======== 提示テキスト

日本皮膚科学会が作成した「アトピー性皮膚炎診療ガイドライン」ではADはこう定義されています。
「憎悪・寛解を繰り返す、痒みを伴う湿疹を主病変をする疾患であり、患者の多くはアトピー素因をもつ」
。。。ってどういうこと?
分かりやすくいうと、「とても痒い湿疹ができて、よくなったと思ったらまた悪くなったりを繰り返す病気。」ということです。
「アトピー素因」って何かっていうと、
患者本人や家族が、「喘息」、「アレルギー性鼻炎」、「結膜炎」、「アトピー性皮膚炎(AD)」などの疾患にかかっている、もしくはIgE抗体をつくりやすい体質のことです。
ここでまた、IgE抗体という聞きなれない言葉が出てきましたが、アレルギー症状に関与する抗体です。花粉症や蕁麻疹などもこの抗体が体のなかで異常に作られることで起こります。
AD患者の皮膚の特徴は、
正常な皮膚であれば角質細胞の隙間を埋めているセラミド(角質細胞間脂質)や角質細胞内の天然保湿因子が減少し、バリア機能が低下していることです。
つまり、皮膚がスカスカになって乾燥しているということです。
このためにダニや花粉などの抗原や紫外線などの刺激を受けやすいうえに、表皮内の水分が蒸散しやすい状態となっています。
さらに、バリア機能が低下した状態では痒みを感じる知覚神経が表皮まで伸び、わずかな刺激でも痒みを感じやすくなります。
痒いから患者は角質層を掻き壊し、さらにバリア機能が悪化する。。。
まさに悪循環です。
では、どうやって治療するのか?について説明します。
治療はズバリ3本柱です。
・薬物療法
・悪化因子への対策
・スキンケア
今回は特に「薬物療法」について解説します。
薬物療法の基本は、
1. ステロイド外用薬、タクロリムス軟膏の外用
⇒炎症を抑えて皮疹を改善
2. 抗ヒスタミン薬の内服
⇒悪循環の原因となる痒みを抑える
3. 同時に保湿剤を外用
⇒皮膚のバリア機能を守る
特にAD治療では、症状の程度や部位に合った強さのステロイド外用薬の選択し、十分に塗布して完全に炎症を抑えることが重要です。
専門医の先生方は、ADの炎症を火事に例えることがあります。
「ボヤ程度ならバケツ一杯の水で火を消し止めることができても、大火災ともなれば消防車による一斉放水で鎮火する必要があります。」
AD治療では、この「水」に対応するのがステロイド外用薬なのです。
そして、物語はこう続きます。
「ステロイド外用薬をこわごわと少量ずつ使っていると炎症を完全に鎮火できず、ボヤをくすぶったまま放っておくことになります。そうすると、寝ている間もくすぶり続ける痒みによって少しずつ皮膚を掻き壊してしまい、炭火であぶるように炎症が続き、やがて皮膚が厚く赤黒くなってしまうのです。」
アトピービジネスの業者などは、皮膚がこうした状態になるのはステロイド外用薬を使ったせいだなどと宣伝することがありますが、それは全くの誤解なのです。
専門医の医師のもと、必要な時期にステロイド外用薬などにより適切な治療を行わないことにより逆に、慢性的な炎症が続いて皮膚の状態は悪化していくのです。
この記事を見て、少しでもアトピー性治療に関する誤解を解いていただけたら幸いです。
患者さんの早い段階での適切な治療ときれいな肌を手に入れられることを祈っています!

================

課題 ▸
アトピー性皮膚炎の文章のうち、「つまり、皮膚がスカスカになって乾燥しているということです。」と「今回は特に「薬物療法」について解説します。」の間を両端も含めて、「知覚神経」を「感覚神経」に変えて書き直せ。 ここに続く行は、本文とは別の出典から取られたものである。

======== 表示データ

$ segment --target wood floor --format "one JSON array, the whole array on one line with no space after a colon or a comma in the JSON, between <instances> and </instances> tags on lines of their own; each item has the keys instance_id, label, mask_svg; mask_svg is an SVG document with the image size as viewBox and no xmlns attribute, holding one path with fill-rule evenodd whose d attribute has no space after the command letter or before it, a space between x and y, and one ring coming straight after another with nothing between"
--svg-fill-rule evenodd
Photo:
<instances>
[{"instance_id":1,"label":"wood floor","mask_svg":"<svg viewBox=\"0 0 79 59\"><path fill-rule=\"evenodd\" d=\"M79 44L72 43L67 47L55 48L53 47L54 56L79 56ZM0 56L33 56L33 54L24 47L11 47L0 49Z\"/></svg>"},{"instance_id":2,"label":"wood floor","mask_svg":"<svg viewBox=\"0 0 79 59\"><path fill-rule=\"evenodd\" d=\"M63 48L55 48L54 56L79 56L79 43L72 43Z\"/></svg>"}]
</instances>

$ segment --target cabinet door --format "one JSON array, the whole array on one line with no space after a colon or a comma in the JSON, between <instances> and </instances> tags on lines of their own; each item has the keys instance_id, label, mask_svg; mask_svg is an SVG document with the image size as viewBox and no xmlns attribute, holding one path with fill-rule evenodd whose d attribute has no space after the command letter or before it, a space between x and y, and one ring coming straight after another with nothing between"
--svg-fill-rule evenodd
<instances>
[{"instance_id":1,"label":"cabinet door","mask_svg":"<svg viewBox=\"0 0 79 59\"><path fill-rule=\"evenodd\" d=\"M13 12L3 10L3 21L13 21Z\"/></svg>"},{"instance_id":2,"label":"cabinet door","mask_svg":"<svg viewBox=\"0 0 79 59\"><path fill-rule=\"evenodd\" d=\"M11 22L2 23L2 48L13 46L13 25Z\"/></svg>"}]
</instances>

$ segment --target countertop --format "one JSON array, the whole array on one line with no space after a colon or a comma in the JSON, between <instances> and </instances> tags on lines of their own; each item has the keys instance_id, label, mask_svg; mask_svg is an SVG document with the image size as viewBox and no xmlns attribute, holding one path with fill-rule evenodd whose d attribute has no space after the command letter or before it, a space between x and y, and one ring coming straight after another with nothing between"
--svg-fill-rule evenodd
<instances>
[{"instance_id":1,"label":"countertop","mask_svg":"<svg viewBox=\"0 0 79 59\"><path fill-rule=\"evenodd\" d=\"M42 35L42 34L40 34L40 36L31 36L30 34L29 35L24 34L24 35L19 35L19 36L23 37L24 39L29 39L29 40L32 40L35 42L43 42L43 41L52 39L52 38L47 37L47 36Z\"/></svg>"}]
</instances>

================

解答 ▸
つまり、皮膚がスカスカになって乾燥しているということです。
このためにダニや花粉などの抗原や紫外線などの刺激を受けやすいうえに、表皮内の水分が蒸散しやすい状態となっています。
さらに、バリア機能が低下した状態では痒みを感じる感覚神経が表皮まで伸び、わずかな刺激でも痒みを感じやすくなります。
痒いから患者は角質層を掻き壊し、さらにバリア機能が悪化する。。。
まさに悪循環です。
では、どうやって治療するのか?について説明します。
治療はズバリ3本柱です。
・薬物療法
・悪化因子への対策
・スキンケア
今回は特に「薬物療法」について解説します。